I've been slowly building myself an 8 string. I didn't see any point in throwing huge amounts of money at Ibanez for something I can build myself, so I'm working on a guitar that bridges the TAM100 and the M80M. I started this awhile ago, but due to limited access to tools combined with added responsibility/hours at work has led to this being a slow process. There have been a couple hiccups along the way, but it's been a good learning experience.

*Specs*:

29.4" 8 string, 22 frets
5 piece neck (three pieces of wenge with two 0.125 inch quilted maple laminates) with bookmatched flamed maple headplate cut from the top used on the body
ebony fingerboard w/maple purfling and ebony binding
basswood body
bookmatched flamed maple top w/bent forearm bevel
single volume knob (gold w/fancy top)
Hipshot fixed bridge, black base, gold saddles
Gotoh tuners, exact model as on the TAM100. Gold w/pearl buttons.
*
Undecided aspects*:

*Inlays*. I had planned to do flamed maple block inlays, but from what I've read, it sounds as though it may be exceptionally difficult to have the maple not end up affected badly by the ebony dust during the fb radius process. I've found a semi-local source for MOP, but having never worked with the material before, it's a bit of a question mark. 
*
Pickup(s)*. I love the way the Meshuggah guitars look with only a bridge pickup, but since I decided on doing only 22 frets (not overly interested in much lead work, I'm primarily a rhythm type), I feel like the guitar could benefit visually from having a neck pickup. I've only ever had one guitar with a middle pickup, and I didn't use it at all, and found it to be frequently in the way. So, I don't think I'll be bothering with a middle single coil like the TAM. I think the best options here would be to have either a single coil or normal humbucker for the neck, but as I understand it, the single coil Ionizer isn't well-suited to being used on it's own. more research needed, clearly.
*
Controls*. This depends on the pickup decision. If I do go with a neck pickup, that will necessitate a bit more complexity, but if I do stick with doing the bridge pickup alone, that'll be dead easy to decide on. I'll be using a single volume regardless of the amount of pickups, but if I do go with only the bridge, I'll have a mini-switch to do a coil-tap of some sort.

Anyway, it's late and I'm rambling. Here are some photos of the process/where I'm at currently:


Some of you commented on the top in the 'What's on your workbench' thread, some suggested placing the body outline higher, but I chose to go the route I did specifically to have the headplate match the body. If I do the wood block inlays, they'll be cut from this same top.






No shots from the body blank glueup, nor getting the shape cut out. Typical bandsaw/spindle sander action before pre-routing wiring channels. One idea I had near the beginning was to get a single coil middle Ionizer and have it placed quite near to the bridge pickup, sort of like Stephen Carpenters sigs. Hence the additional wiring rout near the bridge hb channel.

****************************************

JOB A
Find each line of the records that contains the word "orange", and copy those lines.
The records have no connection to the guitar build post.

****************************************

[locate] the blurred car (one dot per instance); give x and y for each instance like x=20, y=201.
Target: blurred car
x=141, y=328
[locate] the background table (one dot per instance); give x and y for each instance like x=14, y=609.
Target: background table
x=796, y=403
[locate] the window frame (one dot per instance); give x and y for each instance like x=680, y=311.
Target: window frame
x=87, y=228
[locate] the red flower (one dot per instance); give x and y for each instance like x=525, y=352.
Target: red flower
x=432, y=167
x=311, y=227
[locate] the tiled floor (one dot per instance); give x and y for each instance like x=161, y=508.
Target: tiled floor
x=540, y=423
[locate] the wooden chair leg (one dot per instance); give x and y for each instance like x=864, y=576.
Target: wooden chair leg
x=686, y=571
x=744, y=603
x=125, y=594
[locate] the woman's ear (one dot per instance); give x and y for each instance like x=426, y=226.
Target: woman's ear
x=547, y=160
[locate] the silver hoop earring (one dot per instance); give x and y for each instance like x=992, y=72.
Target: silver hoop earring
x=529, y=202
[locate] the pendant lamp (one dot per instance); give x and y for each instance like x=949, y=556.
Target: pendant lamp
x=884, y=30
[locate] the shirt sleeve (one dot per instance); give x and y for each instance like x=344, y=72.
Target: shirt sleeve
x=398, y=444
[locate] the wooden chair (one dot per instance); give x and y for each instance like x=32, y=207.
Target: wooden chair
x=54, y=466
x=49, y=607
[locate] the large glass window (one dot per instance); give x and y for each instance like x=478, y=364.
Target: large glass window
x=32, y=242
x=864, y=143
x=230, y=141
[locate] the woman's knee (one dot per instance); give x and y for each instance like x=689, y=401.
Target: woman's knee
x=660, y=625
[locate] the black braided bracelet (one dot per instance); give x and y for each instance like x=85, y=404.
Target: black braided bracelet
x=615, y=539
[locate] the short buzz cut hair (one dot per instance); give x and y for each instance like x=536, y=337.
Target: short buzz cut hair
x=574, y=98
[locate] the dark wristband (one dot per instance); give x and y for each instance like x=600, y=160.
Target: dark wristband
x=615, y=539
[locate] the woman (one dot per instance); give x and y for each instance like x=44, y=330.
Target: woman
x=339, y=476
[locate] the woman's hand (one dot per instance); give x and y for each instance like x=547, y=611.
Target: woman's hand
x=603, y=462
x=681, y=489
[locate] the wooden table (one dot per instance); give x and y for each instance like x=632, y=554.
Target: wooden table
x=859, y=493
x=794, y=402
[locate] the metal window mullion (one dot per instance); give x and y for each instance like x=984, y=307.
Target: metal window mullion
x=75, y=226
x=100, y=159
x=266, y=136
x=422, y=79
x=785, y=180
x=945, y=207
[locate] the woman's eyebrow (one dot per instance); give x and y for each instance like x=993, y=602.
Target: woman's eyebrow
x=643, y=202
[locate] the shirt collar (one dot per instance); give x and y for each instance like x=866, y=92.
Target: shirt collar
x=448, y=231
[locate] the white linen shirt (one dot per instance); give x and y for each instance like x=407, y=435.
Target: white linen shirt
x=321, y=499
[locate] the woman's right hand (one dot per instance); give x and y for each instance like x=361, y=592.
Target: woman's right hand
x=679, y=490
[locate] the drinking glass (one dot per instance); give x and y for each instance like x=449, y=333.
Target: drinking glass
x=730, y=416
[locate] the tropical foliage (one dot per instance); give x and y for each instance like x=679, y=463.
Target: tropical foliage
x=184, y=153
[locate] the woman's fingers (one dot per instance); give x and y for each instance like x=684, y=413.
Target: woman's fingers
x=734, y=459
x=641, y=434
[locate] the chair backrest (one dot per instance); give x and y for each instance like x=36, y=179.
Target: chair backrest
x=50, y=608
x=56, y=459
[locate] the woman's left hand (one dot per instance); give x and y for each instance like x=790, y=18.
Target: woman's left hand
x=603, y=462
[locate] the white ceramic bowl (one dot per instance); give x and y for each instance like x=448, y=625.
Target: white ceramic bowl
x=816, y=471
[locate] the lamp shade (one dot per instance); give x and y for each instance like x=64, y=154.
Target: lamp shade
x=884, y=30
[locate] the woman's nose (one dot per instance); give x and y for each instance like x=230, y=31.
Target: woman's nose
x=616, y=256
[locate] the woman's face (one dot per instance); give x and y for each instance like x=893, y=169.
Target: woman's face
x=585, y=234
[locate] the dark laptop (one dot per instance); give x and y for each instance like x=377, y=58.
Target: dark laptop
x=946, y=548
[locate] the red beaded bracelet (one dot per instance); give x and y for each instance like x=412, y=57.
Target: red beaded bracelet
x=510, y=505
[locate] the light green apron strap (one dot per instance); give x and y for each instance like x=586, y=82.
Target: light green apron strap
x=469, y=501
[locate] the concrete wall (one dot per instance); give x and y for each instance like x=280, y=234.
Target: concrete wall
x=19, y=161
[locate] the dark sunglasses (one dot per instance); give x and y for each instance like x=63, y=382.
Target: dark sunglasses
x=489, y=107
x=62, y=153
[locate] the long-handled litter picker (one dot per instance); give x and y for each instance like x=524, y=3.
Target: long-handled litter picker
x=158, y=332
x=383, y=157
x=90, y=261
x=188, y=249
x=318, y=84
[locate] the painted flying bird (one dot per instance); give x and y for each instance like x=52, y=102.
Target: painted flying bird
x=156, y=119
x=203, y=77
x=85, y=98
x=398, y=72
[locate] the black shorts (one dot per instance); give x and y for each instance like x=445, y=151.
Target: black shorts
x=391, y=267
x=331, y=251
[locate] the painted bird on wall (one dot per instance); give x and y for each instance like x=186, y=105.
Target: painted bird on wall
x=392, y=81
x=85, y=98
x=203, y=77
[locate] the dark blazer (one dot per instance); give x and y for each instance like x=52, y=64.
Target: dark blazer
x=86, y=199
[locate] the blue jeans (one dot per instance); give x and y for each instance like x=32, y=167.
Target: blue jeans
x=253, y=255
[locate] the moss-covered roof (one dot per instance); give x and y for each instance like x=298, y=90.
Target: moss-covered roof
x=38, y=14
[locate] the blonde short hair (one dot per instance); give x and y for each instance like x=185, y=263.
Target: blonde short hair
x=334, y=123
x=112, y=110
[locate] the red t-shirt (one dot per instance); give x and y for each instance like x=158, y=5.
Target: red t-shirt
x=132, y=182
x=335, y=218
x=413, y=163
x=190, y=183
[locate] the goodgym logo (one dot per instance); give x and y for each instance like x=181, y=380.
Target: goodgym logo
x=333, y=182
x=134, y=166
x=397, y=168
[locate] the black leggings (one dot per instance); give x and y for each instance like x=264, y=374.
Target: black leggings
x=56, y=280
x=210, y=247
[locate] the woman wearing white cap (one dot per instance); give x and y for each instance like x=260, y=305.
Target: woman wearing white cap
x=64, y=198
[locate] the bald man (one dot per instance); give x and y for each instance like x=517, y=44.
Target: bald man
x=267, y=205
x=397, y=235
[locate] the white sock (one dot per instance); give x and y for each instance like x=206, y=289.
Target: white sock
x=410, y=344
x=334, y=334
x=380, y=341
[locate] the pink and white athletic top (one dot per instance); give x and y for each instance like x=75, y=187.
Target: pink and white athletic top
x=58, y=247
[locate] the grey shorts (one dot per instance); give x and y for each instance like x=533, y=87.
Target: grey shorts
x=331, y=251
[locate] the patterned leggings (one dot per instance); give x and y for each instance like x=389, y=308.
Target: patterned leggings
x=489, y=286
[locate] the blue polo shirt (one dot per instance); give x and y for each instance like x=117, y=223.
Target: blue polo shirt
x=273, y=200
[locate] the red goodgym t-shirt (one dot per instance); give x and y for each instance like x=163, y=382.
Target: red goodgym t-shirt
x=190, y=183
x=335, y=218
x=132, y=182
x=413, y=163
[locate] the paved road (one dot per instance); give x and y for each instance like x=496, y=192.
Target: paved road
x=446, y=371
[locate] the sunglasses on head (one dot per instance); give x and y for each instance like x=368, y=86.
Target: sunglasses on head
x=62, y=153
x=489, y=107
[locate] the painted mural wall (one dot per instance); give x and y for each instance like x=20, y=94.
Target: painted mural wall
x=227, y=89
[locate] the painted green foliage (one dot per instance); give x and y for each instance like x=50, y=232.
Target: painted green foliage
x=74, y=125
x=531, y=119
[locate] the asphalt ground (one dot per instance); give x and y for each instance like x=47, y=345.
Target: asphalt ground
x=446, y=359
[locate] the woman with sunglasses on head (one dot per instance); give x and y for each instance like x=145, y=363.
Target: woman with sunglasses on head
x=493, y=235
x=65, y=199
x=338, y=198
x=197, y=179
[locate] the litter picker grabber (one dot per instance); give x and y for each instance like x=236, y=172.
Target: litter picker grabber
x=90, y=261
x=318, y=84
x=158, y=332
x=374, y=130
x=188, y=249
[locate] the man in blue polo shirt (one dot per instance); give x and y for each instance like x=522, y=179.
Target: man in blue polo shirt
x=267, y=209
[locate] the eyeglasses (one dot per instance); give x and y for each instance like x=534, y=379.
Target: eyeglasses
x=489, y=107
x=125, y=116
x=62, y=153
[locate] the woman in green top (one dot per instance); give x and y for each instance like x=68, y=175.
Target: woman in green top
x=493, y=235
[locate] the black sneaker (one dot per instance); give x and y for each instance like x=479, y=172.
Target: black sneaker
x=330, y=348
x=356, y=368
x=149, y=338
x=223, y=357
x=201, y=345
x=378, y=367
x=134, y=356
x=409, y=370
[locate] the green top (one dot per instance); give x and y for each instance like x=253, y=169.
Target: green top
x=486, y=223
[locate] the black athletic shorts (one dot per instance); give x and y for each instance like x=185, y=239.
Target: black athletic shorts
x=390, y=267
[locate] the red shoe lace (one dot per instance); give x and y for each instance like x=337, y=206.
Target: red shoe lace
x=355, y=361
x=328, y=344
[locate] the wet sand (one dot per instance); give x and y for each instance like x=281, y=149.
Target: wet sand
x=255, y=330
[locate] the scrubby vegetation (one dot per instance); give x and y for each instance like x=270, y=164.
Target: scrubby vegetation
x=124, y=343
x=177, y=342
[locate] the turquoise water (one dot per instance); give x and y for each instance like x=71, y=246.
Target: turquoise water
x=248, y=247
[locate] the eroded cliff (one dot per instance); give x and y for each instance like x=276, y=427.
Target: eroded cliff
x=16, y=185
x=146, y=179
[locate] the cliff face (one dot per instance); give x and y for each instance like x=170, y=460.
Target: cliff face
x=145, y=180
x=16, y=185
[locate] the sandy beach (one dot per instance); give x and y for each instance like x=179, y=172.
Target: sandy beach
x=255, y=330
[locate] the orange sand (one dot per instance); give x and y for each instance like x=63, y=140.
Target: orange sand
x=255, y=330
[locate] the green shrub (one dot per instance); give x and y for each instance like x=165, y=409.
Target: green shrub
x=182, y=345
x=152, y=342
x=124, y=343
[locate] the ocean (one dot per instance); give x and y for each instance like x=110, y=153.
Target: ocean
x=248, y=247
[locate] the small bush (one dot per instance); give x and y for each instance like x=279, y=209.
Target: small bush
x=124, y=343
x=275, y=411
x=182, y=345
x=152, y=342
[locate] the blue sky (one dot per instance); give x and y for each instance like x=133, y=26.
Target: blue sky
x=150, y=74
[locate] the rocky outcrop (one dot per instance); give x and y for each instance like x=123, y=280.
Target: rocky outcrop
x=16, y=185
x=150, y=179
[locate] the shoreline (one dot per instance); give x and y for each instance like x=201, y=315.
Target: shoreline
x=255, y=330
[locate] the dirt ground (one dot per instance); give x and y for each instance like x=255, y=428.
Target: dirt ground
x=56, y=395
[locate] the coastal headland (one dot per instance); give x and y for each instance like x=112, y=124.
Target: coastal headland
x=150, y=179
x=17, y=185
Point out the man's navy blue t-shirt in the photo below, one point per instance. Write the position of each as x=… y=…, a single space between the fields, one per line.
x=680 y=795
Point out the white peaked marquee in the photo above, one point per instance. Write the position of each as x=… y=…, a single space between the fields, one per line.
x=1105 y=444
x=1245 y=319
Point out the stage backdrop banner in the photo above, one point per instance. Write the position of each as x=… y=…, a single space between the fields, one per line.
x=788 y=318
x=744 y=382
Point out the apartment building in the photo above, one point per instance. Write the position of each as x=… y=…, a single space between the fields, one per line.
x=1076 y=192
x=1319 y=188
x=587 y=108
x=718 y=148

****************************************

JOB B
Please resume the guitar build post, starting right after its final sentence.

RIGHT ANSWER A
[locate] the orange sand (one dot per instance); give x and y for each instance like x=63, y=140.
Target: orange sand

RIGHT ANSWER B
First real setback. I made a thread about it. Long story short, glued everything, cut scarf, glued that, the wood shifted and was no longer square. I came across one of Knightro's posts on projectguitar showing a method of undoing a scarf, and it worked perfectly. Just needed a little bit of sanding after the fact and a quick meeting with a jointer/planer, and it was good to go.





For the top, I left it a bit thicker than I should've to try bending over the bevel. I also made a thread about this topic. 









The moisture method proved to be fairly easy, albeit a bit more drawn-out than I had thought it would be. Bottom picture is after something like 12 hours later I think. I re-soaked the towel with scalding hot water every few hours.





After a couple days of using light clamping combined with the frequent re-soaking of the towel, I got to this point. The top is a hair over 0.25", so it took awhile to get it bent this much.





Finally glued and clamped it. Do you see my mistake? That's right, somehow completely forgot to use cauls and directly clamped the top. It stained the wood. Also, I should've done a bit more of the moisture work, as clamping it caused some minor grain separation  Ah well, hopefully, I can get some of the marks out, or hide them while finishing. I've made a dust/wood glue paste to attempt to fill the separated areas, I've not got a picture handy but I think it worked out mostly. I'd say the moisture bending method was fairly successful.









Here's a shot of the fingerboard after gluing the binding. I'd made a thread about gluing many pieces of binding/purfling, but ended up only going with one piece of purfling w/the binding after all.





So here's a shot of the result of my method for doing truss rods. I set up a fence on a router table and do 3-4 passes to get to depth. Then I switch to a round nose router bit (something like this) to end up at this point.





One negative aspect is the gap it leaves if you glue the fb at this point, so I made a couple little fill-in pieces.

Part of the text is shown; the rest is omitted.